Goal: Which lines in the listing below contain the string "tray"? Collect each of those lines, treating uppercase and lowercase as different.

--- Start Raw data ---

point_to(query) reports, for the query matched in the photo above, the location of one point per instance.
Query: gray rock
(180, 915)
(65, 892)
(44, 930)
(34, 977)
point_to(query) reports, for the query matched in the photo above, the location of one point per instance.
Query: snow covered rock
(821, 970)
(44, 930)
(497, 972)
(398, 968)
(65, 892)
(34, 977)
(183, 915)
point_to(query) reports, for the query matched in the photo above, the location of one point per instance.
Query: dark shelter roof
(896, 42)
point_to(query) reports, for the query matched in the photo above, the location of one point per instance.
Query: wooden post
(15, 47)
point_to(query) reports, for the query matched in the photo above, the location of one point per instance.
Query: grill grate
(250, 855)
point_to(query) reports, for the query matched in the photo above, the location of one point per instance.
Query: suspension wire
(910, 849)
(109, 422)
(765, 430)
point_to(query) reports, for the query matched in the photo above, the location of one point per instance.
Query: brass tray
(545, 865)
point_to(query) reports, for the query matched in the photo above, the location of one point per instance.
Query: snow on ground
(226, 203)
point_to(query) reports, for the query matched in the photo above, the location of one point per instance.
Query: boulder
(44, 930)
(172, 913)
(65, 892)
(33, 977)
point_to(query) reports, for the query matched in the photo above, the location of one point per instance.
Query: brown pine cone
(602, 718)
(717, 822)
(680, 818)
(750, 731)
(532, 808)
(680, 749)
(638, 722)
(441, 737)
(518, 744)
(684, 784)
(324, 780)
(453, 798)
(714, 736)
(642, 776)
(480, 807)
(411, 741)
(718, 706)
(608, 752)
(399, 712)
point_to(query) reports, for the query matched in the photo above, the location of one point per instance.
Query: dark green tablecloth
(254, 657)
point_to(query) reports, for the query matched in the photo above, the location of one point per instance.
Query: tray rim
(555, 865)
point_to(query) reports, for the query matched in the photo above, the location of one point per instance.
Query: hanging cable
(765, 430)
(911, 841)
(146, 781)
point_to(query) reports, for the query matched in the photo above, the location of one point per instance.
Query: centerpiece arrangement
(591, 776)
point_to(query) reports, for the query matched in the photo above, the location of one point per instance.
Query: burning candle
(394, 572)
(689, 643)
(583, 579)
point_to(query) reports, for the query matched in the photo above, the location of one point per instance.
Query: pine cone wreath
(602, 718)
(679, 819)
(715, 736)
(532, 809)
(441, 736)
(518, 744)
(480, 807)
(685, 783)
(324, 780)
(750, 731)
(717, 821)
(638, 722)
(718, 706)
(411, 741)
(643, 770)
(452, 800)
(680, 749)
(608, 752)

--- End Raw data ---
--- Start Raw data ---

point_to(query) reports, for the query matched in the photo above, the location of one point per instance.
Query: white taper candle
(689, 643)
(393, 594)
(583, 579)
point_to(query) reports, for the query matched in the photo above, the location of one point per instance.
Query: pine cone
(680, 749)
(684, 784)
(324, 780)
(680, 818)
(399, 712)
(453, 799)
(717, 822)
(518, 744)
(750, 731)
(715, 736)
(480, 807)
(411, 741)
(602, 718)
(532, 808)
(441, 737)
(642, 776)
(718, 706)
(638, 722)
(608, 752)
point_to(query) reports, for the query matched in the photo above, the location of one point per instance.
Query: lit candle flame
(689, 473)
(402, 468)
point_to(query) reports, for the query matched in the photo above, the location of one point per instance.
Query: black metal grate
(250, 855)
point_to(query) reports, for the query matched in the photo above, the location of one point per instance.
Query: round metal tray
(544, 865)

--- End Raw data ---

In response:
Query: brass tray
Query: tray rim
Query: round metal tray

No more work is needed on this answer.